## Goal
Rewrite the listing below, switching every "white" to "yellow" and keeping everything else unchanged. Leave the pictures out of your version.

───── Data rows

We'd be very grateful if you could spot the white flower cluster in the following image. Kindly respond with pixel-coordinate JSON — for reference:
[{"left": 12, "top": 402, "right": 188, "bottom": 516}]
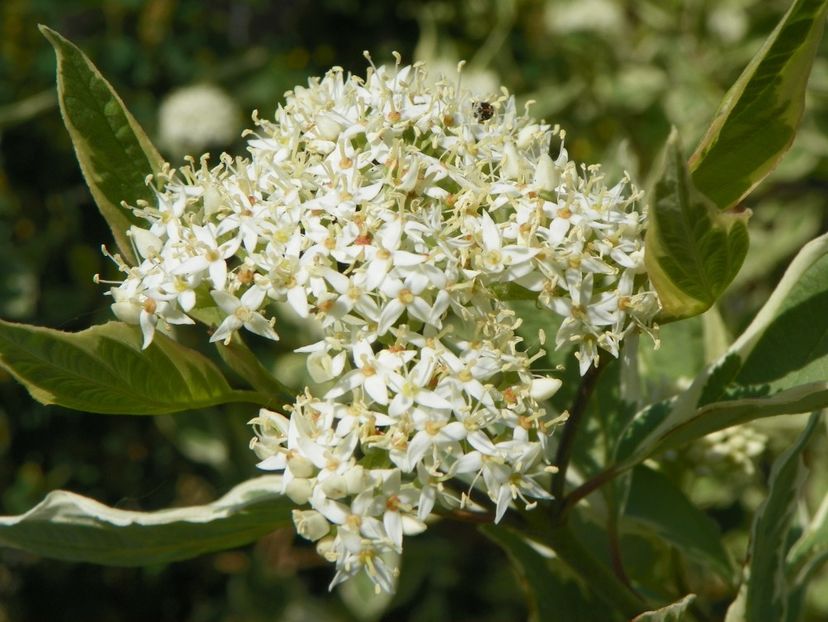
[
  {"left": 158, "top": 84, "right": 242, "bottom": 157},
  {"left": 688, "top": 425, "right": 768, "bottom": 483},
  {"left": 102, "top": 56, "right": 658, "bottom": 590}
]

──────────

## Exercise response
We'd be very grateful if you could spot the yellow flower cluster in the following image. Kindly respond with pixel-coordinate JSON — for reference:
[{"left": 12, "top": 402, "right": 188, "bottom": 516}]
[
  {"left": 158, "top": 84, "right": 242, "bottom": 157},
  {"left": 688, "top": 425, "right": 768, "bottom": 483},
  {"left": 102, "top": 56, "right": 658, "bottom": 590}
]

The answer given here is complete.